Exercise material: Begin

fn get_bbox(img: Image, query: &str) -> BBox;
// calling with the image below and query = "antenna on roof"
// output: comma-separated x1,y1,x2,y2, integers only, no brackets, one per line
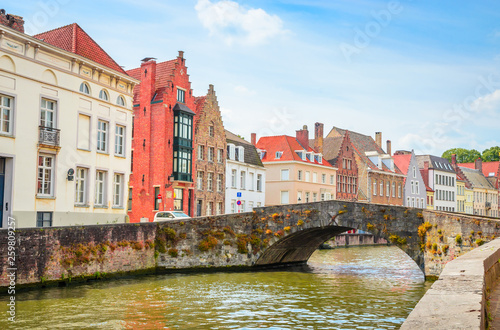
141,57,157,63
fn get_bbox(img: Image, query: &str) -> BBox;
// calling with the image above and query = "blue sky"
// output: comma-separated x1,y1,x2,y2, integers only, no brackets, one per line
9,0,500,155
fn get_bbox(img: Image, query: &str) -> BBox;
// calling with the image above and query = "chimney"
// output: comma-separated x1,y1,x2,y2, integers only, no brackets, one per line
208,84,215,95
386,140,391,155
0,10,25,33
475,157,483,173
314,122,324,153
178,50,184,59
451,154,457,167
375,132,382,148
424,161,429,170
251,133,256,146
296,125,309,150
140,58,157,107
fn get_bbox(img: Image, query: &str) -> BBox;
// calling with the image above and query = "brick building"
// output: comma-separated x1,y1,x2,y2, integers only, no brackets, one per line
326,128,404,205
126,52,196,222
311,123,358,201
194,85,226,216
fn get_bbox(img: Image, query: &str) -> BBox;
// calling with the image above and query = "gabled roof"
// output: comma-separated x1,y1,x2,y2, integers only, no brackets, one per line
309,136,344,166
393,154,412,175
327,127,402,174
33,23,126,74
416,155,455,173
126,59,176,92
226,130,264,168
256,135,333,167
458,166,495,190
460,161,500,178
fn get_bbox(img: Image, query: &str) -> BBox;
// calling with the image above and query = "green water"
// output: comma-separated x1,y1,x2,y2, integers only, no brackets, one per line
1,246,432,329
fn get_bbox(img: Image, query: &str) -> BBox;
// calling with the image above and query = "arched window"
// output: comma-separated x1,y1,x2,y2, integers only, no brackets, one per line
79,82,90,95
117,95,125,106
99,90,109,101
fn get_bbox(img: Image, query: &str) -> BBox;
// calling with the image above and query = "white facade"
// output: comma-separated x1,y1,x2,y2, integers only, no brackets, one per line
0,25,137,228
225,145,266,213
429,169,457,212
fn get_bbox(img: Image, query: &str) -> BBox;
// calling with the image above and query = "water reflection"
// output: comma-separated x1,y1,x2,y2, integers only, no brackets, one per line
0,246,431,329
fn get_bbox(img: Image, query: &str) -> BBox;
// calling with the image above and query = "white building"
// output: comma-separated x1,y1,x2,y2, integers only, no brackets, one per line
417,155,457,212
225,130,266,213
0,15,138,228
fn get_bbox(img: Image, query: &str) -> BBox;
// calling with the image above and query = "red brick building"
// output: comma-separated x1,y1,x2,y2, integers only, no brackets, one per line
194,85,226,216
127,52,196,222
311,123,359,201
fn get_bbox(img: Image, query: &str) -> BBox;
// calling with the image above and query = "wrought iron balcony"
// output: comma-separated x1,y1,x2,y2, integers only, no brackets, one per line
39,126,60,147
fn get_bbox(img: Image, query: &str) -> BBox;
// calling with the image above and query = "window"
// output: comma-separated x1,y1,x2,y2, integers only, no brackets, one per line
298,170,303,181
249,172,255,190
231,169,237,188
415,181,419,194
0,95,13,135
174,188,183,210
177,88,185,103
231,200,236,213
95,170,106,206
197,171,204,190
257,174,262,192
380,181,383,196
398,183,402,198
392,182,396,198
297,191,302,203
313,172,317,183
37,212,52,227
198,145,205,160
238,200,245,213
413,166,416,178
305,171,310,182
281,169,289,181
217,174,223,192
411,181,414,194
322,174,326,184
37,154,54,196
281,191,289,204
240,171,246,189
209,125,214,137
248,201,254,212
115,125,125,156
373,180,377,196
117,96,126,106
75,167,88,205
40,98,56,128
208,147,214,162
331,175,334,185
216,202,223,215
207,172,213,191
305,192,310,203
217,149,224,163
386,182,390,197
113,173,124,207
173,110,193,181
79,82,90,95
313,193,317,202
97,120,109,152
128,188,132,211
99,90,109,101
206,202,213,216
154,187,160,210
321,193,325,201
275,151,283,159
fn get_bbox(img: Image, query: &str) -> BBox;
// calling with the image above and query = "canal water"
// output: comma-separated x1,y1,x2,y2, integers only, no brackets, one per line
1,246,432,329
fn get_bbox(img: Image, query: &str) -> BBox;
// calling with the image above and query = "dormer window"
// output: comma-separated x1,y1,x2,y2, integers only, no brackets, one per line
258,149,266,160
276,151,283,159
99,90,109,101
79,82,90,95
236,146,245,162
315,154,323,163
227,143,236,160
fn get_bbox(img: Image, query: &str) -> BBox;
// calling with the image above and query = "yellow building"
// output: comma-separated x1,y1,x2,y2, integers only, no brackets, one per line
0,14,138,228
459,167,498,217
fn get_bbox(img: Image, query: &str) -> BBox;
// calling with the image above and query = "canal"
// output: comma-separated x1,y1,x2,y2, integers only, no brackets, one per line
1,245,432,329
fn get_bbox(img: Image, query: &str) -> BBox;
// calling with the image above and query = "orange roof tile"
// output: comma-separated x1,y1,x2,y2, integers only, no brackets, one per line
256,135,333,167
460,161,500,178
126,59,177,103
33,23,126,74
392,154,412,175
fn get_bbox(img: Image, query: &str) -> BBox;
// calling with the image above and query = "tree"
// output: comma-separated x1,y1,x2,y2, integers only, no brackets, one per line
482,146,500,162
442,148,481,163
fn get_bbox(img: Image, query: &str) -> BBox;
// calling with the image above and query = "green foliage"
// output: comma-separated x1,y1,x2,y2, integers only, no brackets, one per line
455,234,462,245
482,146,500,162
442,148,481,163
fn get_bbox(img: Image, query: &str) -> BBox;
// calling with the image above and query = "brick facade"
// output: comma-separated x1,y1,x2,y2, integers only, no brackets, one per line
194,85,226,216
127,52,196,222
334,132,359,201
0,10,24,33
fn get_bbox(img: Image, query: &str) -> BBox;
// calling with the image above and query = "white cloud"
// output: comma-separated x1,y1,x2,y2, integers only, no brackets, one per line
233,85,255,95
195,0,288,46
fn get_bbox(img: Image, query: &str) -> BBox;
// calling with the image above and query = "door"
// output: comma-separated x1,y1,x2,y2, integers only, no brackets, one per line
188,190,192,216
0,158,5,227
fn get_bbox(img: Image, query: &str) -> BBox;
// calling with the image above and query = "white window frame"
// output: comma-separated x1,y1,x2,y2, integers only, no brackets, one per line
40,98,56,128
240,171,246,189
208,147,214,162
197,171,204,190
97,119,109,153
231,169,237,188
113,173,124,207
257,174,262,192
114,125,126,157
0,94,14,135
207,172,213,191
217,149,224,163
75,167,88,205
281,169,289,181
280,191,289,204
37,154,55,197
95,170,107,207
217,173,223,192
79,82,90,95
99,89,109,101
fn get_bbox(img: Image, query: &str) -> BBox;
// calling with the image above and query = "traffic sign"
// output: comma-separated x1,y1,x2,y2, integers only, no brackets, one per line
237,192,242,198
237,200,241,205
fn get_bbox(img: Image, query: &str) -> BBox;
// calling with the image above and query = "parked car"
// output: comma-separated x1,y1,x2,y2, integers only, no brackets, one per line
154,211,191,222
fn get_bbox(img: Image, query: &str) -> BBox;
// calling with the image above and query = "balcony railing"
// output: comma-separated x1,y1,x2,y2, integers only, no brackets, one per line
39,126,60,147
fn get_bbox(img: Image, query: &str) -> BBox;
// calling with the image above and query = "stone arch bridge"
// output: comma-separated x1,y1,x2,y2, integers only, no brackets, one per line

Exercise material: End

Aim of the task:
Search the material above for lines containing the string "window", then pull them out.

Finished task:
// calling with the image above and query = "arched window"
// calling with the image above and query = "window"
// calling with the image above and query = "dormer window"
// calling with the image above and query = "white window frame"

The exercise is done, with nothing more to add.